Shift each bounding box coordinate in the answers of the entries below up by 33, then reproduce every entry in full, request text included, with nothing else changed.

Begin Given records

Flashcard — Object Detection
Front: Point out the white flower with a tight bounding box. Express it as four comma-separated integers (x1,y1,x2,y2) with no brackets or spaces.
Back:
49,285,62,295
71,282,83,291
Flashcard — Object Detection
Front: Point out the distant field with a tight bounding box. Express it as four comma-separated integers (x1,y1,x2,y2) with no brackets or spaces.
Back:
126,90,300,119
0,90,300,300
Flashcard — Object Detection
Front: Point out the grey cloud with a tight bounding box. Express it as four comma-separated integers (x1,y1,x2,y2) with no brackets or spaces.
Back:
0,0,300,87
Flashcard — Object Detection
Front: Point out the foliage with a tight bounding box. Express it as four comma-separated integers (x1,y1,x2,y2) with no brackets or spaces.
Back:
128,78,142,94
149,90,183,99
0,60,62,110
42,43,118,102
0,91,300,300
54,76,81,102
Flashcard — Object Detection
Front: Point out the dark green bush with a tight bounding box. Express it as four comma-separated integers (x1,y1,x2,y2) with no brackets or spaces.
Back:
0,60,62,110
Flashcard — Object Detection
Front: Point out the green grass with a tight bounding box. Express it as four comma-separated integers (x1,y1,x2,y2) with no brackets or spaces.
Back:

End Given records

## [Expected answer]
Flashcard — Object Detection
Front: Point out the white flower with a tight bounding box. Express it as four comma-separated integers (x1,y1,x2,y2) with no brackets or spaces.
Back:
82,318,95,328
104,315,116,324
Flashcard — Object Detection
Front: Point out the distant field with a tight bounding box. Express it as four comma-separated integers (x1,y1,x2,y2) with no brackets or spaces.
Back:
159,123,333,152
33,123,333,333
Flashcard — Object Detection
Front: Point out the grey cloud with a tight bounding box. Express it as four comma-separated integers (x1,y1,x2,y2) with no brackets or spaces.
Back:
33,33,333,120
Flashcard — Object Detection
Front: Point out the foliage with a tight bounding box. Express it as four comma-separated integers (x1,y1,x2,y2) with no brackets or spaces.
Back:
161,111,175,127
182,123,216,132
33,93,95,143
75,76,151,135
33,124,333,333
87,109,114,135
Flashcard — Object Detection
Front: Point out the dark green bush with a tight bounding box. Express it as four comma-separated integers (x1,y1,x2,y2) with no brackets or spaces.
Back:
33,93,95,143
Flashcard — Object Detection
Front: Point out the green grass with a tight bounding box. Express it as four comma-separated integers (x1,y1,x2,y2) with no brackets or spaces.
Back:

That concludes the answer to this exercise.